● **Written task**:
From the forum thread on fuzzy search below, extract the passage that begins at the words "A bit more info" and stops after the words "not coming soon.", copying it word for word.

● **Excerpt to read**:

┌────────

I have a question about levenshtein distance in fulltext search. We have a query like:
fulltext(‘data.*’, ‘XXX~2’, ‘AND’)
where XXX is the search word. For example we have object with title ( data.title ) ‘Enonic’ and we want to return this object when user search for ‘Enon’. Everything works fine with words in latin characters. However it doesn’t work for word ‘Grønnsaker’. User tries to search text ‘Grønnsak’. Is this a limitation from elasticsearch - https://www.elastic.co/guide/en/elasticsearch/reference/current/common-options.html#fuzziness ?
Seems like there is a bug there when applying the fuzzy-operator to the phrase. All special characters should be ascii-folded both index and query-time, meaning that grønnsaker should be indexed and queried as “gronnsaker”
Ill create an issue for this. In the mean-time, you could either use the ngram-query in addition to the fulltext (to get a match on beginnings, but obviously wont work on everything that the fuzzy-operator does), or as a workaround do the ascii-folding yourself on the search-phrase (e.g https://github.com/mplatt/fold-to-ascii)
A bit more info on this one. The issue with fuzzy operators is a known bug in Elastic Search, see discussion on their forum, also their internal discussion inside Github issue, where they first deprecate and then undeprecate fuzzy-operator. We could rewrite our analyzer function to handle such queries but it’s quite a bit of work. Not dropping it, just saying that this is not coming soon.
The good news is that the second part of the issue (wildcards preventing analysis of search results) seems to be easier to fix. Created a separate issue for that: https://github.com/enonic/xp/issues/7569.

└────────

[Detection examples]

┌────────

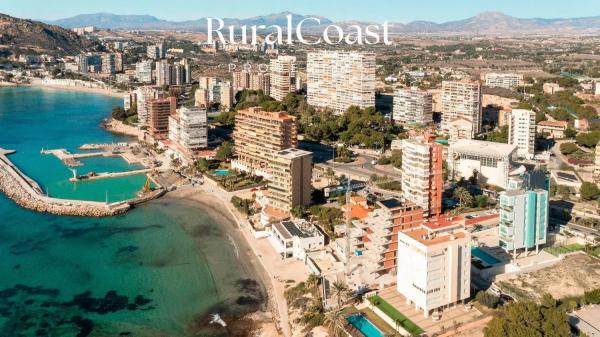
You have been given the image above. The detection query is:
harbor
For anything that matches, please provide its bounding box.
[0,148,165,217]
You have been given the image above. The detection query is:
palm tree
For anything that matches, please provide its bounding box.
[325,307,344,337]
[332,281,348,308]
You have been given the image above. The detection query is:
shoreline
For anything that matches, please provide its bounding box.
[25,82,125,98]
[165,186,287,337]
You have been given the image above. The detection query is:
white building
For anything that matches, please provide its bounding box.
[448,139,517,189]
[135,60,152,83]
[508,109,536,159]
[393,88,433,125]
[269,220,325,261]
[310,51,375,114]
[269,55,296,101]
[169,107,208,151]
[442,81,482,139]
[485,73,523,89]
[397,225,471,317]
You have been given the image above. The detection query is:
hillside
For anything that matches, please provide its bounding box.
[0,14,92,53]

└────────
┌────────

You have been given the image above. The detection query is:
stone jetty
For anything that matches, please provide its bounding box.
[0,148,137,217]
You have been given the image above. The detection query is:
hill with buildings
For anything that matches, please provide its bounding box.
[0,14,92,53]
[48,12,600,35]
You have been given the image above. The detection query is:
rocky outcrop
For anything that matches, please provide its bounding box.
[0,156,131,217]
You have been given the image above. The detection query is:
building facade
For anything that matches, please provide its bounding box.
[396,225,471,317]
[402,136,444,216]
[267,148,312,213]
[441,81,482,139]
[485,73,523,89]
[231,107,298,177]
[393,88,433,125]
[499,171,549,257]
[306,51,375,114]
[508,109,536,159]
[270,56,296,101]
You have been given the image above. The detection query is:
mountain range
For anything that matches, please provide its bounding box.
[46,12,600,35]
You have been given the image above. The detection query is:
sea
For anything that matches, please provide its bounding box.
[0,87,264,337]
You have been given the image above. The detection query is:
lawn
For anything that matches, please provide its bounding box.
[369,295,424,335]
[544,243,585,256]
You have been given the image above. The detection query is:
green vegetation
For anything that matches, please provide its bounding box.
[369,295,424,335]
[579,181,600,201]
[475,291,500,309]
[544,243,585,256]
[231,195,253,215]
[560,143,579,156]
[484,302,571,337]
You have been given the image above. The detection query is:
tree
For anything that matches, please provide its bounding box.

└────────
┌────────

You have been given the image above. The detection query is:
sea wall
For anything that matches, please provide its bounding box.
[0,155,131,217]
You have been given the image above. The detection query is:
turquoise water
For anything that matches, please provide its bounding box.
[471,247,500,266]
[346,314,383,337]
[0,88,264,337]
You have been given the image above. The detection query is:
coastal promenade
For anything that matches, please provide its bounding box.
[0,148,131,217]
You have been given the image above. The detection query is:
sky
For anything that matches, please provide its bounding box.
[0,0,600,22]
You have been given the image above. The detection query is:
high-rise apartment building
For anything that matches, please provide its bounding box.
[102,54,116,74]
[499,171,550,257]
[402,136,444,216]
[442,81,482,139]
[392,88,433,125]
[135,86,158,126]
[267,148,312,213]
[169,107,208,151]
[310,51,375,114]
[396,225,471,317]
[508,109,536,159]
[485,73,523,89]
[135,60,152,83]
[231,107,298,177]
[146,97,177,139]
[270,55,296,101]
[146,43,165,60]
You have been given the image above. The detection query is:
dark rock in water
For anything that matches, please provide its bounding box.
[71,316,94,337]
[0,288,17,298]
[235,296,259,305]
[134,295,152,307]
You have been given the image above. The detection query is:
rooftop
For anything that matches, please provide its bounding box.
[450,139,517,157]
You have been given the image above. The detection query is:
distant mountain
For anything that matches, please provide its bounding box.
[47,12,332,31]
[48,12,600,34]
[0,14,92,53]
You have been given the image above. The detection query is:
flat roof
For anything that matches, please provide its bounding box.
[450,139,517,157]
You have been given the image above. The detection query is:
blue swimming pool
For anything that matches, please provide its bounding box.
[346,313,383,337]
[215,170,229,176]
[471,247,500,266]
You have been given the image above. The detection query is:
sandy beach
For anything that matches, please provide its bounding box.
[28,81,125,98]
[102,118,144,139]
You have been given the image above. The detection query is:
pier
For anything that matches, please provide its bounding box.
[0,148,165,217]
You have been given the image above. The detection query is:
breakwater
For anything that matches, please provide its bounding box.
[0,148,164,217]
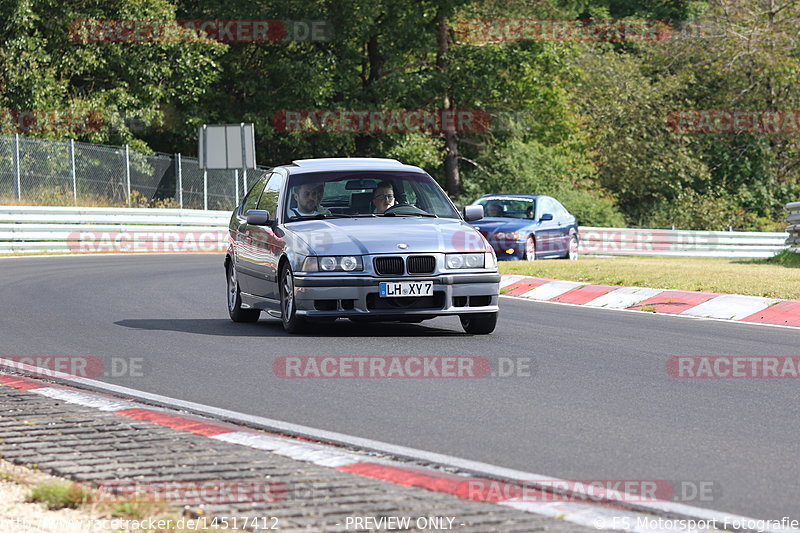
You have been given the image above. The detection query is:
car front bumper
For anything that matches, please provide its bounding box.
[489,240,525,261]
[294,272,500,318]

└────────

● **Expected output**:
A bit more info on this one. The issue with fuzzy operators is a known bug in Elastic Search, see discussion on their forum, also their internal discussion inside Github issue, where they first deprecate and then undeprecate fuzzy-operator. We could rewrite our analyzer function to handle such queries but it’s quite a bit of work. Not dropping it, just saying that this is not coming soon.